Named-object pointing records

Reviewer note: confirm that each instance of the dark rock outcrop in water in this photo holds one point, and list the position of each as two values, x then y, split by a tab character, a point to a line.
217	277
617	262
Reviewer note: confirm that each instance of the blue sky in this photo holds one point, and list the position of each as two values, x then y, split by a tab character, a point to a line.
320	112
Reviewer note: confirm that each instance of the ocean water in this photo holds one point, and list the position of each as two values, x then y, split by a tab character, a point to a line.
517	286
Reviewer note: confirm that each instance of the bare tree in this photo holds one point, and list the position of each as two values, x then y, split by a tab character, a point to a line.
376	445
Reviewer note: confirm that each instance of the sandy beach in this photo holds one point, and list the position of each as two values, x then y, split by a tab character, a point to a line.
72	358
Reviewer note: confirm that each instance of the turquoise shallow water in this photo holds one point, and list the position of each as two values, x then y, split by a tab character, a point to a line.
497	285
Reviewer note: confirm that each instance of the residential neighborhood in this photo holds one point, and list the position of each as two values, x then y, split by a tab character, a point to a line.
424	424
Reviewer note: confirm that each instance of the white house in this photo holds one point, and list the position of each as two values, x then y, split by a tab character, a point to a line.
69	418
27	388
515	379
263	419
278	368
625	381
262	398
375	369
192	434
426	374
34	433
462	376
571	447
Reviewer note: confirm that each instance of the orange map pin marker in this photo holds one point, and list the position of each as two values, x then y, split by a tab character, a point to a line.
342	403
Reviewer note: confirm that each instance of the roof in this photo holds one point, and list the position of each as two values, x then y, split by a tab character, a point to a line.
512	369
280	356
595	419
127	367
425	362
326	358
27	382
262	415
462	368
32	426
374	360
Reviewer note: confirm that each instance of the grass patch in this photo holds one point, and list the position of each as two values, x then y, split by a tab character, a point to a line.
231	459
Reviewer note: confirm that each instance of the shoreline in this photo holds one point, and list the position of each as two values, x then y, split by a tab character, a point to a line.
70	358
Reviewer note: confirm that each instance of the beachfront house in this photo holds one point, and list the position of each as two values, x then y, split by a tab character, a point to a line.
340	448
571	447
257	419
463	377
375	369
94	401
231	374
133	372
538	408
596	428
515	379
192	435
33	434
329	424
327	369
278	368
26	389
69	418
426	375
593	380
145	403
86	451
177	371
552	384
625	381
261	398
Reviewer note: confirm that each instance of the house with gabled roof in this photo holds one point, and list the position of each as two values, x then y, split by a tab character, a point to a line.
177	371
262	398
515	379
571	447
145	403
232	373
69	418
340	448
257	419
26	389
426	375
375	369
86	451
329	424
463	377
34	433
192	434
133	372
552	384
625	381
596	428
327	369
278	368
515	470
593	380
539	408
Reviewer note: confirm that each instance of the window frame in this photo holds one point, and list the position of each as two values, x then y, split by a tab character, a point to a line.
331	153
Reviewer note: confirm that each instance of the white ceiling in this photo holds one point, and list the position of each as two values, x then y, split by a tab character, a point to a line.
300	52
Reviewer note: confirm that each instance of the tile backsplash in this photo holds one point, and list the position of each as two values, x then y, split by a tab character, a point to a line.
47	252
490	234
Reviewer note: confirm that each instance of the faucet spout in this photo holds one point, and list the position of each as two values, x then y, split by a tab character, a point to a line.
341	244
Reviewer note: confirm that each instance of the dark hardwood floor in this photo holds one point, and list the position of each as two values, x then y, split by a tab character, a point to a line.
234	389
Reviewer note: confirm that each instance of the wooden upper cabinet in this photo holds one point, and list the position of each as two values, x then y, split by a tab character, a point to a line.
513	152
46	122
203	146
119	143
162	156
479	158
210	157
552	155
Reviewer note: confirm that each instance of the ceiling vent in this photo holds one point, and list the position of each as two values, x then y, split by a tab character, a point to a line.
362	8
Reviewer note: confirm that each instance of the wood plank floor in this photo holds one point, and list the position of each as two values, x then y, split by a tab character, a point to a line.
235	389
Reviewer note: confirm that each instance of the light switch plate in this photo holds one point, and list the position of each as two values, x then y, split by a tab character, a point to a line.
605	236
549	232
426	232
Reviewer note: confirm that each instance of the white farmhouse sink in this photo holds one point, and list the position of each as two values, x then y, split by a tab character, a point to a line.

What needs to be done:
Quote, without alteration, the final stretch of the entries: the line with "Reviewer note: confirm that each instance of the tile" onward to the last line.

Exercise response:
Reviewer note: confirm that each instance of the tile backsplash in this photo holds one point, and list the position of each as two values, x then y, split by a tab character, a point to a line.
47	252
490	234
Reviewer note: confirm that each instance of the faucet spout in this photo holds one point, and list the position of each as two values, x then y, split by a tab character, a point to a line.
341	244
Reviewer note: confirm that each instance of the dark hardwood floor in this photo holds one point, and list the position of each as two values, x then y, split by a tab character, a point to a line.
234	389
Reviewer note: confirm that each instance of the wooden upper cabinet in this photo holds one point, and list the position of each as two values, x then y, split by a tab character, a point to a line.
513	152
46	122
203	146
119	143
162	156
479	158
210	157
552	155
Reviewer note: confirm that each instance of the ceiling vent in this photo holds one point, and list the position of each as two values, x then y, split by a tab character, a point to a line.
362	8
Reviewer note: confirm that each instance of the wood plank floor in this photo holds one point, and list the position of each as two values, x then y, split by a tab character, a point to a line.
235	389
Reviewer note: confirm that each instance of the light switch plate in this photo holds one point, and list the position of each as two values, x then y, split by a tab character, a point to a line.
605	236
549	232
426	232
Reviewer note: confirm that each instance of the white farmhouse sink in this photo holds one point, and list the position of each as two values, x then y, split by a tab character, a point to a line.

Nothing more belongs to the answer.